• Extrait choisi
#####
RECYCLONE - Interview L’actualité se précipite autour de Recyclone. Réédition de ses deux premiers albums, possible resortie du troisième grâce à Sole, projet commun avec Soso et le groupe Second Front… Dans cette interview, cet acteur oublié de la scène hip hop canadienne s’exprime sur ses enregistrements en cours, sur les belles années et sur la déchéance d’Halifax, sur ses groupes rock parallèles, sur son goût pour le metal et sur ses relations avec Sixtoo, Pip Skid, Soso et son vieux compère J. LaPointe.

Pour commencer, peux-tu présenter Recyclone aux gens qui ne le connaissent pas encore ?

Recyclone est une réponse à notre temps. Je l’utilise pour exprimer mes frustrations et celles des hommes en général.
#####
• Entrées
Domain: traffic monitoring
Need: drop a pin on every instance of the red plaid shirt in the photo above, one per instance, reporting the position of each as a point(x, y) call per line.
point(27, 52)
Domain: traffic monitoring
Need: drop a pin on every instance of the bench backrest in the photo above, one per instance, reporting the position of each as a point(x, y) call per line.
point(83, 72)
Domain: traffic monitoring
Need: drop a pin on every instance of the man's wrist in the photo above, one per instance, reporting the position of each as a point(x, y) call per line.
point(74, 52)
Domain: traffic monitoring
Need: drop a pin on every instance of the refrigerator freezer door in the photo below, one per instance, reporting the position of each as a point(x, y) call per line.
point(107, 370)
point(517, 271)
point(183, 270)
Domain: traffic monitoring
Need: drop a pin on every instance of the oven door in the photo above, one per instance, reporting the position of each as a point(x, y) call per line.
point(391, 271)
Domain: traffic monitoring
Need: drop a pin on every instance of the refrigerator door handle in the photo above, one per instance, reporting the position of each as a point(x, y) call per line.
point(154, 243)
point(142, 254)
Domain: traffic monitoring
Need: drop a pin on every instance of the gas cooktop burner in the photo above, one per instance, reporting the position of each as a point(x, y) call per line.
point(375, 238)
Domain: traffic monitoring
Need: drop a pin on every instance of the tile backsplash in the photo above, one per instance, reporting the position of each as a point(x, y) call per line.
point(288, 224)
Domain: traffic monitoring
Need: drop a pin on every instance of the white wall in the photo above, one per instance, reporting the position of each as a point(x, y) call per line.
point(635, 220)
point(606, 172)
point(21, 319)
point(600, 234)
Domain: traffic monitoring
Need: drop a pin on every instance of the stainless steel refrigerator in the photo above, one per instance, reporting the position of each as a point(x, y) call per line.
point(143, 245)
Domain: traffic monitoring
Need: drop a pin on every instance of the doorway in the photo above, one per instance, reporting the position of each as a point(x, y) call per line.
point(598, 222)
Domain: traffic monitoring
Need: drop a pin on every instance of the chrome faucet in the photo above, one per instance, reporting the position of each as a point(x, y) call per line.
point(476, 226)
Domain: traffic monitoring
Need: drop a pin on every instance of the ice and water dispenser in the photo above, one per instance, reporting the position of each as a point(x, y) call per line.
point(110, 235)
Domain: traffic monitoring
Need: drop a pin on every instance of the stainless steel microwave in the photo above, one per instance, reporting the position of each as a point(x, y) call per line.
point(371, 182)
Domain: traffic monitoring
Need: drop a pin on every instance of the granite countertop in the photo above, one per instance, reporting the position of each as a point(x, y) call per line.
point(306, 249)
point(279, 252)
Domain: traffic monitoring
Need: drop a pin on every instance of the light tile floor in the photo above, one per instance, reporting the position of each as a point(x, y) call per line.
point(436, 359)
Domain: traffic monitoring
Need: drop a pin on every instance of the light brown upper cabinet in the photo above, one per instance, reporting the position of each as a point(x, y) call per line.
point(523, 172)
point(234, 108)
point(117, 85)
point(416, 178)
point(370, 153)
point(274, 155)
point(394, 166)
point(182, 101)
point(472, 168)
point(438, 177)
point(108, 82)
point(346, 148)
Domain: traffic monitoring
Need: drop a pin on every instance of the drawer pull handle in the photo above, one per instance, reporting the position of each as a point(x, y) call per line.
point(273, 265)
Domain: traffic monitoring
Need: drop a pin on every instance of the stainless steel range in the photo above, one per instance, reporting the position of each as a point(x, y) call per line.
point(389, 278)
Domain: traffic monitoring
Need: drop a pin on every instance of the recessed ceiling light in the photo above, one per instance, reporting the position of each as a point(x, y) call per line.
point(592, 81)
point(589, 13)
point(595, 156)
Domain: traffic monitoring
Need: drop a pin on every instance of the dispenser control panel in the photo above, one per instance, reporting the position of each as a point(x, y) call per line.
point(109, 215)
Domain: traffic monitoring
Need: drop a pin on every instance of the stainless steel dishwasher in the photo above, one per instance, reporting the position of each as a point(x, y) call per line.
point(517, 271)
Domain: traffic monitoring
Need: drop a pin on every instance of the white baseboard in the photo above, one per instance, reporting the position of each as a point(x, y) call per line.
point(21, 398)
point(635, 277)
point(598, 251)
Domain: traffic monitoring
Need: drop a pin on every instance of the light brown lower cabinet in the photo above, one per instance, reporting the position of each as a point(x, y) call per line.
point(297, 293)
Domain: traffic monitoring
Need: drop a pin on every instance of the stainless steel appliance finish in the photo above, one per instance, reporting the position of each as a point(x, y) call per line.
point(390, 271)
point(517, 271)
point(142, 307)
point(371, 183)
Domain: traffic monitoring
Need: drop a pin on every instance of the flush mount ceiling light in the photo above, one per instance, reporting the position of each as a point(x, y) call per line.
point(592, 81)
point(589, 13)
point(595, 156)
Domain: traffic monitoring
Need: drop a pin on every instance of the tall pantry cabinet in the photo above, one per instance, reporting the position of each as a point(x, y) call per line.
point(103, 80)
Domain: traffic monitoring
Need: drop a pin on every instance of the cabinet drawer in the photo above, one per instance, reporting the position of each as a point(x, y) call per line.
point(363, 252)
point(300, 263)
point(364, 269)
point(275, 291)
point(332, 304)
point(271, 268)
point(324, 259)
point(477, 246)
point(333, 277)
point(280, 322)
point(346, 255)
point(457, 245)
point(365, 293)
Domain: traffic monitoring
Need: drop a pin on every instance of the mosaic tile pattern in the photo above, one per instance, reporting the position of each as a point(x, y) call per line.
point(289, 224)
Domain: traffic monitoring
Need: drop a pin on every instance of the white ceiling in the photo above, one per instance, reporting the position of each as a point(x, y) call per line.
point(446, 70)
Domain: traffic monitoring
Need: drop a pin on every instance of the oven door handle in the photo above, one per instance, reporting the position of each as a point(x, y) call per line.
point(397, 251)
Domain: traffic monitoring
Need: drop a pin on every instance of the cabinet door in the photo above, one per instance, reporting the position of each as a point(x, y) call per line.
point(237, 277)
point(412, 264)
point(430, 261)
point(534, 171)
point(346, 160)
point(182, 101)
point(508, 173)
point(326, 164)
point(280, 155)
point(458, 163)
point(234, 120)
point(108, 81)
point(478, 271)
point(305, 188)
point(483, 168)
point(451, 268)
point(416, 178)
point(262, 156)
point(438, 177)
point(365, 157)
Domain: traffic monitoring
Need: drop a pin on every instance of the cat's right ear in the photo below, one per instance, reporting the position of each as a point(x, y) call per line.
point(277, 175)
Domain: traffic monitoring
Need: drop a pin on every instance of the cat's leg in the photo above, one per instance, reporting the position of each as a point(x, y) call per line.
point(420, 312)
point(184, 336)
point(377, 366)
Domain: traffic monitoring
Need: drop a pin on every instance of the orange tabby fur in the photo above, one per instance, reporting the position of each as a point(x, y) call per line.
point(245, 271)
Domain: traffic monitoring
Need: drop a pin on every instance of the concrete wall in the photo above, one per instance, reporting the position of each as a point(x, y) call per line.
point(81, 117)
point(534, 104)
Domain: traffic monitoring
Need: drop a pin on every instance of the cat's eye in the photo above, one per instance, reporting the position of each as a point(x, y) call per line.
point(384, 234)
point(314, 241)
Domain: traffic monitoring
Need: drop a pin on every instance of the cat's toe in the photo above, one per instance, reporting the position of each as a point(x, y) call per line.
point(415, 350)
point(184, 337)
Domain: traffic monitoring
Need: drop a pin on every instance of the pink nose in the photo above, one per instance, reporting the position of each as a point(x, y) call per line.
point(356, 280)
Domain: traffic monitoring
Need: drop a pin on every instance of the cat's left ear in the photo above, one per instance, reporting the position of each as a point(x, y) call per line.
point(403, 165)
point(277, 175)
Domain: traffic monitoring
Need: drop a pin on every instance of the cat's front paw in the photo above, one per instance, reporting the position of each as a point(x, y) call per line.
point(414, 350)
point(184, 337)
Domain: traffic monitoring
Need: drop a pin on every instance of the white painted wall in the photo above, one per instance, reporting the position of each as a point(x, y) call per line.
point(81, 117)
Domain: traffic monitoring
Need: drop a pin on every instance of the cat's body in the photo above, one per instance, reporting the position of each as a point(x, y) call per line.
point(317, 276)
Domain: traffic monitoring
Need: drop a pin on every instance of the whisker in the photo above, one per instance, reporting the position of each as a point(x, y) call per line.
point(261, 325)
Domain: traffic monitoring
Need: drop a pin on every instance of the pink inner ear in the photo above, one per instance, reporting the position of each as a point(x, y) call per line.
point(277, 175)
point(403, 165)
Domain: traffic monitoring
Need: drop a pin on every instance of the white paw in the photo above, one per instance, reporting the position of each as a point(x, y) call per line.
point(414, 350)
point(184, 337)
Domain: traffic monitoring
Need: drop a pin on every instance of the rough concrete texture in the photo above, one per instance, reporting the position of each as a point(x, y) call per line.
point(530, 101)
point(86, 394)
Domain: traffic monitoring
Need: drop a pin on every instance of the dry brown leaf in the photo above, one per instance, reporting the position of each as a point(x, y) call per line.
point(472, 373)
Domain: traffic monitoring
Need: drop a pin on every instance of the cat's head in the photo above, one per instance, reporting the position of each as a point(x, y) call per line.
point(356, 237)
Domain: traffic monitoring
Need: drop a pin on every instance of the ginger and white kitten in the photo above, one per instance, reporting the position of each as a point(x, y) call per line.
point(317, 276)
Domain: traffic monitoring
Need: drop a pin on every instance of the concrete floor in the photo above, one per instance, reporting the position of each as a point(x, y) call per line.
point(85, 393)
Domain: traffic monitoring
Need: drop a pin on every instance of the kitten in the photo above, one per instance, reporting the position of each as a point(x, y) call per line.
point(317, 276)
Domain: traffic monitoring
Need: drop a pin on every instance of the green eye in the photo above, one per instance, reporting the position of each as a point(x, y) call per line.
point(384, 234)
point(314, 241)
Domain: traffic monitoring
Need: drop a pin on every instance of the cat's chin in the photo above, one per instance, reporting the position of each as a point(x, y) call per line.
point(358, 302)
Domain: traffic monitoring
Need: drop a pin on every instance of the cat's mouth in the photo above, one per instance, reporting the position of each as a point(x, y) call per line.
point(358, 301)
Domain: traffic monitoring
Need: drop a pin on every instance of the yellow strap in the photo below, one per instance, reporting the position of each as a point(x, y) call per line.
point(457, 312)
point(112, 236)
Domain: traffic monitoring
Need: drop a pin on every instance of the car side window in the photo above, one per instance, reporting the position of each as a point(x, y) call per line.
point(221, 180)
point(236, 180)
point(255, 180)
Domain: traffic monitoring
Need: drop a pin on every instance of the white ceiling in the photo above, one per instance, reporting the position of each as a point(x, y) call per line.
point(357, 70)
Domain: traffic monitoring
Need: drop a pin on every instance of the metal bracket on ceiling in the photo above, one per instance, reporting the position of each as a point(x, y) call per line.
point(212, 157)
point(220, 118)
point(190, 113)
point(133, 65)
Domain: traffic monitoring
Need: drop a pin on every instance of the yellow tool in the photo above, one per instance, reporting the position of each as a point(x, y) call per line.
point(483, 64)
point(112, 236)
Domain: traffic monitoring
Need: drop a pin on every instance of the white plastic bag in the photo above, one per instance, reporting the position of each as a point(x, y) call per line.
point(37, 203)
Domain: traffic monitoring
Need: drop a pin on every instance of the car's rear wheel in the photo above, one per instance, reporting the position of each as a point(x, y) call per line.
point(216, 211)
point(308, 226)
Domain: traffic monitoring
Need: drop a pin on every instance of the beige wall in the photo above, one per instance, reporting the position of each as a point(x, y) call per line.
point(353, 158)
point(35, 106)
#####
• Consigne écrite 1
D'après l'entretien avec Recyclone :
(a) Quels albums de Recyclone font l'objet d'une réédition ?
(b) Grâce à qui le troisième album pourrait-il ressortir ?
(c) Comment Recyclone est-il défini dans la première réponse de l'entretien ?
• Consigne écrite 2
Poursuivez l'entretien avec Recyclone après sa dernière phrase.

• Réponse écrite 1
(a) Ses deux premiers albums.
(b) Grâce à Sole.
(c) Comme une réponse à notre temps, utilisée pour exprimer des frustrations personnelles et celles des hommes en général.

• Réponse écrite 2
J’ai grandi à la campagne. Mais j’ai vite voulu m’installer en ville et découvrir ses mystères. Une fois sur place, le voile s’est levé et j’ai goûté à la dure réalité urbaine. L’air était pollué par les carcasses brûlantes d’une usine métallurgique. Des trains faisaient trembler ma maison et me tiraient de mon sommeil tard dans la nuit. Je travaillais à l’épicerie du coin et j’ai pu voir tous les dessous de l’âme humaine. J’ai lu quelques théories sur la fin du monde et je me suis construit une sorte d’armure. J’avais l’impression d’être le seul être conscient dans un monde de somnambules. Je me suis installé dans une sorte de routine très stricte. J’admire les machines pour leur capacité à travailler sans fin et sans but. Mais moi, je ne suis pas une machine et j’ai lâché prise. J’ai des sentiments. Je fais des erreurs. Je ne suis pas parfait.

Tu peux nous parler de ton passé de batteur et de rockeur ?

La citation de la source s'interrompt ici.